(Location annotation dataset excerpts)

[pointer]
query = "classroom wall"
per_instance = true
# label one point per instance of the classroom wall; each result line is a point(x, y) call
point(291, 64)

PROBLEM REQUIREMENTS = In the entries above, swap "classroom wall" for "school hallway wall" and give the lines again with nothing else changed.

RESULT OF THE EXERCISE =
[pointer]
query = "school hallway wall"
per_instance = true
# label one point per instance of the school hallway wall; each result line is a point(x, y) call
point(291, 64)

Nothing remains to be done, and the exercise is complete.